Source passage |
>>>>>
Dumped in a blood-soaked gunny bag, the body caught the eye of passersby at the Ranjit Nagar Metro Station. Though the station sees heavy passenger rush throughout the day, no witness of the dumping act was available.

From the state of the body — it had severe injuries on the neck and one leg and hand were half-severed -- it was evident that the newborn had been abandoned right after birth. Strangely, police investigating the matter hastened to conclude that the injuries were caused by dog bites. Their claims are yet to be corroborated by a postmortem.

The case is not an isolated one though the ACP in-charge of the area, BR Mann, today admitted that it was one of the most shocking in terms of injuries to the child. As happens in most cases involving abandonment of newborns, mostly girls, FIR in the current case has been registered under Section 318 of the IPC, which deals with infanticide and concealment of birth by secret disposal of a newborn’s body.

Ironically, this Section makes a mockery of the victim by providing for a painfully meager penalty. The offence under it is bailable and, if proved, punishable only with a maximum imprisonment of two years and a fine or both. That explains why child rights activists want the disposal of a newborn’s body under Section 318 to be treated at par with murder in terms of punishment and Section 302 of the IPC to be attached along with.

“Though we have a very strict law -- the Pre Conception and Pre Natal Diagnostics Techniques Act — to prevent foeticide, we have none to curb infanticide. Because there is no fear of punishment, parents choose to abandon girl children and get away. Section 318 needs an urgent amendment so that the disposal of a child’s body can be equated to murder,” Bharti Ali of HAQ, a centre for child rights, told The Tribune. She admitted there was tremendous underreporting of abandonment cases because the police lodge FIRs only in those few where they think they can find the culprits.
<<<<<
About this task |
Retype the part of the newborn abandonment report that begins with the words "From the state" and ends with "by a postmortem.", word for word.

Collected data |
>>>>>
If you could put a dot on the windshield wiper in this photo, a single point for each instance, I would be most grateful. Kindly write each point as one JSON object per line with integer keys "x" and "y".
<<<<<
Result for this task |
From the state of the body — it had severe injuries on the neck and one leg and hand were half-severed -- it was evident that the newborn had been abandoned right after birth. Strangely, police investigating the matter hastened to conclude that the injuries were caused by dog bites. Their claims are yet to be corroborated by a postmortem.